• What you need to do
A - In the Druid-on-EKS deployment text, which resource types in the "What Gets Deployed" table have a count of exactly 1?
B - Duplicate the part of the Druid-on-EKS deployment text that begins with "See: Connecting to" and stops after "build process documentation.".

See: CDK Deploy Command | CDK Synth Command

What Gets Deployed:

Resource Type	Count	Description	Reference
CloudFormation Stacks	5	1 main + 4 nested stacks	Nested Stacks
VPC	1	Multi-AZ with public/private subnets	VPC Documentation
EKS Cluster	1	Kubernetes 1.28+ control plane	EKS Clusters
RDS PostgreSQL	1	Druid metadata database	RDS PostgreSQL
S3 Buckets	2	Deep storage + MSQ intermediate	S3 User Guide
MSK Cluster	1	Kafka for real-time ingestion	Amazon MSK
Managed Node Groups	1+	Bottlerocket-based worker nodes	Managed Node Groups
Druid Deployment	1	All Druid node types via Helm	Druid Helm Chart

Step 8: Access the Cluster

# Update kubeconfig
aws eks update-kubeconfig --name <cluster-name> --region <region>

# Verify cluster connectivity
kubectl get nodes
kubectl get pods -A

# Check Druid pods
kubectl get pods -n druid

See: Connecting to EKS

Configuration Reference

CDK Context Variables

The build process uses Mustache templating to inject context variables into configuration files. See cdk-common for the complete build process documentation.

• Dataset extract

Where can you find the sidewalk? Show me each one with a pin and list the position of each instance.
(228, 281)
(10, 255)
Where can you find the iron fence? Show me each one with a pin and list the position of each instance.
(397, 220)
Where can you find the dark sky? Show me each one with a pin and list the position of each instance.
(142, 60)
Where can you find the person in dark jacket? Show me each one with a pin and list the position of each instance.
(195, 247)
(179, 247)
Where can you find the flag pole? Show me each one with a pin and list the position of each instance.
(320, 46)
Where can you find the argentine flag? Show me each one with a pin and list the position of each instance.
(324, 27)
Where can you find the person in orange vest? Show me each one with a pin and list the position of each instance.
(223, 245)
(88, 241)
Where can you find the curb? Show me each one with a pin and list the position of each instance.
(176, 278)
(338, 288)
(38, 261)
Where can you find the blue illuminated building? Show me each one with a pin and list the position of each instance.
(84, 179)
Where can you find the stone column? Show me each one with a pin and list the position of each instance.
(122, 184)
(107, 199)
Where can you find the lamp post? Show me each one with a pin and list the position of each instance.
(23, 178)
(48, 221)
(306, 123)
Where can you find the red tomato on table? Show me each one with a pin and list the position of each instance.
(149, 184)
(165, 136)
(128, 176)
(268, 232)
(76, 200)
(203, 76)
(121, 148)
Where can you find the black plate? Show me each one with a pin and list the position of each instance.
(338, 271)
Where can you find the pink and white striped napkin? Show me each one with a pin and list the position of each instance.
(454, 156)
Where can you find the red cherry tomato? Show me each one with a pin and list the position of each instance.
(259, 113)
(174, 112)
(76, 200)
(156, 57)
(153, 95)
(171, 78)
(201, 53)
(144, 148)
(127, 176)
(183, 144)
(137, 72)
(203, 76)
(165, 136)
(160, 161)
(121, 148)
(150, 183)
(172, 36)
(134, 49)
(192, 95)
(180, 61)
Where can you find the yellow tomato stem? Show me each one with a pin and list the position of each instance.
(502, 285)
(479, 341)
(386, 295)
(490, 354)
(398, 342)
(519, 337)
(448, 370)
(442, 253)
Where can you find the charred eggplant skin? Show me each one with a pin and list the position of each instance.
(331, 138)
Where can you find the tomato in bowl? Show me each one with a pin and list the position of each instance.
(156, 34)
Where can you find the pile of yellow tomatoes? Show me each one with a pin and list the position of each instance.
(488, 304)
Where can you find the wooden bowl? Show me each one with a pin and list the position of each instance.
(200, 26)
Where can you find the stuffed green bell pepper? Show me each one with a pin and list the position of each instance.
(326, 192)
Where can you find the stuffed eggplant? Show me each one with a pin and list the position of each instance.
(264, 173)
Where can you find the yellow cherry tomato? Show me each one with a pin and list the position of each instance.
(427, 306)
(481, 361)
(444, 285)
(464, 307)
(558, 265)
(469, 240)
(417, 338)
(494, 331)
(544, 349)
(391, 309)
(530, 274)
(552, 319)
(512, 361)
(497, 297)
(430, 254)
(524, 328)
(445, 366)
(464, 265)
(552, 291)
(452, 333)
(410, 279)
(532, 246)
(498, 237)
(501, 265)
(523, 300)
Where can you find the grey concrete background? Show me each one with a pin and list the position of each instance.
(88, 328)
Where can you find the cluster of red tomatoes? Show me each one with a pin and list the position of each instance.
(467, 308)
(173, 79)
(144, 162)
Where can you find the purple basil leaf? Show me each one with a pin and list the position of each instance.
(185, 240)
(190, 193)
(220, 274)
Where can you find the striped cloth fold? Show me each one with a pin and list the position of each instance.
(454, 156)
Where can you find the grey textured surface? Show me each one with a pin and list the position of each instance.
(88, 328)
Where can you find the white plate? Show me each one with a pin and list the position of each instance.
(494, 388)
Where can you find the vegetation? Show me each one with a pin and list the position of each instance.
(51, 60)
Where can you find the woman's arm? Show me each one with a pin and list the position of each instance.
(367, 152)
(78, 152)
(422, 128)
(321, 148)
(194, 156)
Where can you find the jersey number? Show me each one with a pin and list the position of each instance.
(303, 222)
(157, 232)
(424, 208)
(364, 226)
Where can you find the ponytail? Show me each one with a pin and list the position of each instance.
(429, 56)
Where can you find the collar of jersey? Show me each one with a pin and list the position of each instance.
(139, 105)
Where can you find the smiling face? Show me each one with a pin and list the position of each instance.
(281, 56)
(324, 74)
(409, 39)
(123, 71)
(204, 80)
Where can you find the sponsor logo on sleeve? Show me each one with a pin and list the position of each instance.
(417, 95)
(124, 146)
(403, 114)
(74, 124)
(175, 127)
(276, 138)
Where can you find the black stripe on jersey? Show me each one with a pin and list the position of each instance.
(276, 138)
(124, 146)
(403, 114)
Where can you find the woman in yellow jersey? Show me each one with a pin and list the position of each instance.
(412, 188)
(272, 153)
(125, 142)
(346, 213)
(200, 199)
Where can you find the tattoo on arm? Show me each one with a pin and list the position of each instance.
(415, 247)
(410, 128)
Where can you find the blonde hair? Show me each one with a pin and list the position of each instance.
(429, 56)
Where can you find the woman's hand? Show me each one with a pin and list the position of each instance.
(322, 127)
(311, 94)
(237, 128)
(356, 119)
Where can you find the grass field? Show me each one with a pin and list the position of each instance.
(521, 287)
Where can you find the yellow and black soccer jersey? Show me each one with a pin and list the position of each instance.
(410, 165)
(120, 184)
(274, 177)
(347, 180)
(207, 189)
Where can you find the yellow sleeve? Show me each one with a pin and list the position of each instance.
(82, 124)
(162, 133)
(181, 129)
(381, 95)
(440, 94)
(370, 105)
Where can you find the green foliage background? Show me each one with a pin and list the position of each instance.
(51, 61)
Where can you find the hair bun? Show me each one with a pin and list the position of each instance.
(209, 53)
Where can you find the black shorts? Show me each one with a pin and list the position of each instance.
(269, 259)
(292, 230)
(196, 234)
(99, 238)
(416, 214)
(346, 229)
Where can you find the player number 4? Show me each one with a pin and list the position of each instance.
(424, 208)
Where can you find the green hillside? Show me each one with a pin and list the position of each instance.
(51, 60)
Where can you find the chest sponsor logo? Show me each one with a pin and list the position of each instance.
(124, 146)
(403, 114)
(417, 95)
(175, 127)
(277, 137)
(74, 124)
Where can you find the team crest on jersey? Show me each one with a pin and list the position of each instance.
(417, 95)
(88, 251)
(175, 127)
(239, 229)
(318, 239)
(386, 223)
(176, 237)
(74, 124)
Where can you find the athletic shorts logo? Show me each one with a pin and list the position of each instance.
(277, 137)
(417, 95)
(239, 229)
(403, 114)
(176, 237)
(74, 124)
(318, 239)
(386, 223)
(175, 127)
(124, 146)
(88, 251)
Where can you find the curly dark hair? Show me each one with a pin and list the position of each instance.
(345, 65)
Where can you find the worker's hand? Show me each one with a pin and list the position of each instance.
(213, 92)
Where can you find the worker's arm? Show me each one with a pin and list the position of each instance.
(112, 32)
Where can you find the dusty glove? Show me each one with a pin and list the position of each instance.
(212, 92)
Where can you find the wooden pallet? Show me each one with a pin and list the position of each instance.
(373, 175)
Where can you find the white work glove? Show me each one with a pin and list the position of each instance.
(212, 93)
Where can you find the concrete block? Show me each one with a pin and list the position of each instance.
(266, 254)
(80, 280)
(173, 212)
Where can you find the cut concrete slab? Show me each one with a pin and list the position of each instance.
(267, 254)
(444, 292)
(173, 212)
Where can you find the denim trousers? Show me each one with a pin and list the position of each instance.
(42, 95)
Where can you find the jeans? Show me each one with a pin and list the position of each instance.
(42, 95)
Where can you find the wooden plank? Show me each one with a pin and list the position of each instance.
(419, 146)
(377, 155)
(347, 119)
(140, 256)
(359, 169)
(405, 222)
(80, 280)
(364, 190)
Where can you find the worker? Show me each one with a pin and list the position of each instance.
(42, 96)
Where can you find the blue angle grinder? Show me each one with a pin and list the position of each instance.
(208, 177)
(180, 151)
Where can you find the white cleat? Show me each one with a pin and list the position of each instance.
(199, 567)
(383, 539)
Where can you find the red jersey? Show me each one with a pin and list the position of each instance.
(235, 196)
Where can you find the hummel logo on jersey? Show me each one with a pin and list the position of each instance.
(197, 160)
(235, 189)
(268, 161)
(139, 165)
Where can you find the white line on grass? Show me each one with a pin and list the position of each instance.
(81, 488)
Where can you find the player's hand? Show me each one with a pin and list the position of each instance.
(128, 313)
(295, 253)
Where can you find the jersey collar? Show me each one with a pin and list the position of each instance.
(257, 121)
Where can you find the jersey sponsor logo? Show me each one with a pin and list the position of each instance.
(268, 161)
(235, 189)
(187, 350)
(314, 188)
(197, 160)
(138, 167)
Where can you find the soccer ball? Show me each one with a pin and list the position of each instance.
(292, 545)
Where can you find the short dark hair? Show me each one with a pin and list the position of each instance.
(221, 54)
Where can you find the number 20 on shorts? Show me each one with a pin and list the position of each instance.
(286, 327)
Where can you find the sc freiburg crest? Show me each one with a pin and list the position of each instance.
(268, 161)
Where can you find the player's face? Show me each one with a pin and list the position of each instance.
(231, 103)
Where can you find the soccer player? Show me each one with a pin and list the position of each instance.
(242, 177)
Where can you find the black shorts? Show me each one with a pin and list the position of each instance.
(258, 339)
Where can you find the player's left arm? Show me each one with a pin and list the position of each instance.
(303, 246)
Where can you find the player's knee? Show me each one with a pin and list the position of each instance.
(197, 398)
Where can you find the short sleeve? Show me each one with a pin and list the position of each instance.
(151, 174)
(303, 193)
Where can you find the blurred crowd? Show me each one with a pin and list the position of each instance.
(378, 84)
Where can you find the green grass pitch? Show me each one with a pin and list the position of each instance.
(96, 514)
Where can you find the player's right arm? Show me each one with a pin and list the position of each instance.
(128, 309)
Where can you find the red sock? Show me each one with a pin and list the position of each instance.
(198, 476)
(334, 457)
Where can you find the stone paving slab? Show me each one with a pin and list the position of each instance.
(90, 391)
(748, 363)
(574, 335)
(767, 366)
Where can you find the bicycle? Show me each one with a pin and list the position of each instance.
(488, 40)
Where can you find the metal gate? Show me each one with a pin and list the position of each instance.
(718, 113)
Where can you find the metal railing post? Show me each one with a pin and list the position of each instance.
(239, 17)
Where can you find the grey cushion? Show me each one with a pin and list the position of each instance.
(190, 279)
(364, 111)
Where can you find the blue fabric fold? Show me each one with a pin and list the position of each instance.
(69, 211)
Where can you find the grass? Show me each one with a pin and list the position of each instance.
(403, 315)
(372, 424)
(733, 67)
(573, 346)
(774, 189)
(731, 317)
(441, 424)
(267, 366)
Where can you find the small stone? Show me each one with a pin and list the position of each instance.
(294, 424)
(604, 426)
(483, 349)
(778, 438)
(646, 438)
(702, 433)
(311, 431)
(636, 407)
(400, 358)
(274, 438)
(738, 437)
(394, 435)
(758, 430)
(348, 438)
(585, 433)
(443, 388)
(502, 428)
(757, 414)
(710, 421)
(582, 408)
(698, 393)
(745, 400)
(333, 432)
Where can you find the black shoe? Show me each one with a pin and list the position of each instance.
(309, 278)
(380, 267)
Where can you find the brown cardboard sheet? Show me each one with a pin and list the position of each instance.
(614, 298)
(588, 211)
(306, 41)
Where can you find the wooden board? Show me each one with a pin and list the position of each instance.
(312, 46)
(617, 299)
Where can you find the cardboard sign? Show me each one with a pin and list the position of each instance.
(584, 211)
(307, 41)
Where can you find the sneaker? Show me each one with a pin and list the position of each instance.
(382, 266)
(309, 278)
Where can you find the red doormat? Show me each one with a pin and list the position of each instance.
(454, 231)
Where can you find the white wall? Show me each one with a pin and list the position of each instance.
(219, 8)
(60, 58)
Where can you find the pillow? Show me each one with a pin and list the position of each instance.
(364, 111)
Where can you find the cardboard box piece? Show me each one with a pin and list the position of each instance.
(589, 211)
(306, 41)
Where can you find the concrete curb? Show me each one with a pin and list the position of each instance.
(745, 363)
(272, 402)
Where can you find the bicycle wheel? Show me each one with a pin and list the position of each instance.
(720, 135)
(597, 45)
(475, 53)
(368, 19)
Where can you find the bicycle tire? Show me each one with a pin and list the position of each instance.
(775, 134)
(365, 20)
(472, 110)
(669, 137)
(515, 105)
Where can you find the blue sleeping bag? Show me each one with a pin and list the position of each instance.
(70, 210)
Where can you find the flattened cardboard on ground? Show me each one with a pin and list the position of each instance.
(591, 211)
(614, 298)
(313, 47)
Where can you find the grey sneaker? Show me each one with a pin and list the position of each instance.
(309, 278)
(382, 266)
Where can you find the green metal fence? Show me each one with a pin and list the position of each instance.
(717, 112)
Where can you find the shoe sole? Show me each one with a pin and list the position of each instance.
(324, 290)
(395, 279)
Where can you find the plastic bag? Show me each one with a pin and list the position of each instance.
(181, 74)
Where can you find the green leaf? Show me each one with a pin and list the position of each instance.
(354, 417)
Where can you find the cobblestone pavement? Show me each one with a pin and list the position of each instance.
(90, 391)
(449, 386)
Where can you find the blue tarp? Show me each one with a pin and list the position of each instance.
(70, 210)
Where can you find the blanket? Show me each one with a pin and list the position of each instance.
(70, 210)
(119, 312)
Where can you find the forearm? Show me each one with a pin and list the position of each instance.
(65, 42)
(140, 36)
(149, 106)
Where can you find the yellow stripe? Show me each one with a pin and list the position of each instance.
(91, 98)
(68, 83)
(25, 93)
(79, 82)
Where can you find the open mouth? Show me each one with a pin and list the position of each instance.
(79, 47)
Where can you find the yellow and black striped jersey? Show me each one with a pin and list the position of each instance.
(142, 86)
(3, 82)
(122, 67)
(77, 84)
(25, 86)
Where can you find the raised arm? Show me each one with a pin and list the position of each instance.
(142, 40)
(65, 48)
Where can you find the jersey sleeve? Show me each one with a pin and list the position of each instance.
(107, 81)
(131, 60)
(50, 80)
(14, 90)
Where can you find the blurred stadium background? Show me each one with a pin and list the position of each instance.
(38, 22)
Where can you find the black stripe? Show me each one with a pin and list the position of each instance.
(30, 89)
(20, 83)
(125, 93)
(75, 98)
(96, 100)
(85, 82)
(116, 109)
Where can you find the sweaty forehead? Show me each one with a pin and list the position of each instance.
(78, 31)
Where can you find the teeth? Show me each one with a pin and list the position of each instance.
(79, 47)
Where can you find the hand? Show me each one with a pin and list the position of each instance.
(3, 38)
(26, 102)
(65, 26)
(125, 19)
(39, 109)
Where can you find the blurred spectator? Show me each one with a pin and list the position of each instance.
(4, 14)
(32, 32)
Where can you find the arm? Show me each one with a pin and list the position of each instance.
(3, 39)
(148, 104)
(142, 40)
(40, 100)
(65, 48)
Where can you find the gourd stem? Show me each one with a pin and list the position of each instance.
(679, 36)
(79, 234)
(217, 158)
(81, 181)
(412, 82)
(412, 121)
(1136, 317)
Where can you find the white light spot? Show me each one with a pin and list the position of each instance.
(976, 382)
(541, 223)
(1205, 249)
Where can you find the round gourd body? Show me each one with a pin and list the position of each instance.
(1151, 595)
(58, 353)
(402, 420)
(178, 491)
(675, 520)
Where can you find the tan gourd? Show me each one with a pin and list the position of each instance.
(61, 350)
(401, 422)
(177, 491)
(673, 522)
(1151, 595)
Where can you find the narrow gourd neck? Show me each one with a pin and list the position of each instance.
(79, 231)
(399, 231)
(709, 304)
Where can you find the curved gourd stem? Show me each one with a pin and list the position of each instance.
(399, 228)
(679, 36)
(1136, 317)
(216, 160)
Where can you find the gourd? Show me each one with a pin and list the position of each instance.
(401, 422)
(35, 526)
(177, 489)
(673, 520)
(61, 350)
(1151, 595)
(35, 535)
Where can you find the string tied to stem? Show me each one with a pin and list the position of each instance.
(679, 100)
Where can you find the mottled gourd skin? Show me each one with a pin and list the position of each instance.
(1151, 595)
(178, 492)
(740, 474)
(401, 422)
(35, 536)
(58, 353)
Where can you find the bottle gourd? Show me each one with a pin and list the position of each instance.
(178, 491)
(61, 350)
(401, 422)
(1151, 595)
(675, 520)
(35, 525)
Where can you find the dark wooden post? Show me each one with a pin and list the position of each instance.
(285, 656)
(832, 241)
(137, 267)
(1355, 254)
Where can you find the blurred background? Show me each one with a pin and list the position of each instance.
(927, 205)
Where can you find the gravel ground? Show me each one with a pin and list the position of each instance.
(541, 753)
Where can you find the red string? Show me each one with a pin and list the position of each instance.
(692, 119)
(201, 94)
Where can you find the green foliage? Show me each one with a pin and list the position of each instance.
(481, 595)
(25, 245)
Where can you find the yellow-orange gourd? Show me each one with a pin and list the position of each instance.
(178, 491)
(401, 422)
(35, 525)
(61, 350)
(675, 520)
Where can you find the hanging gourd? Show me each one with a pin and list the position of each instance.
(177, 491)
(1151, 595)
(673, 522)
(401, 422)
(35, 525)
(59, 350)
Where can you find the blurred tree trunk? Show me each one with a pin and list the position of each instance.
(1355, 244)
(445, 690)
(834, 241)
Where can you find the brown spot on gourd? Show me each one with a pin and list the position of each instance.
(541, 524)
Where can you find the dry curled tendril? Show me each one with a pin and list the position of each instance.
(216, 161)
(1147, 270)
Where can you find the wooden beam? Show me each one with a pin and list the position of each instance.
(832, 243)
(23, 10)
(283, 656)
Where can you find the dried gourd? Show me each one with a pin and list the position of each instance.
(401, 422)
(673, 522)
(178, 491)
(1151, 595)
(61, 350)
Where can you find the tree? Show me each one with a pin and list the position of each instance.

• Outputs in order
A - VPC, EKS Cluster, RDS PostgreSQL, MSK Cluster, Druid Deployment

B -
See: Connecting to EKS

Configuration Reference

CDK Context Variables

The build process uses Mustache templating to inject context variables into configuration files. See cdk-common for the complete build process documentation.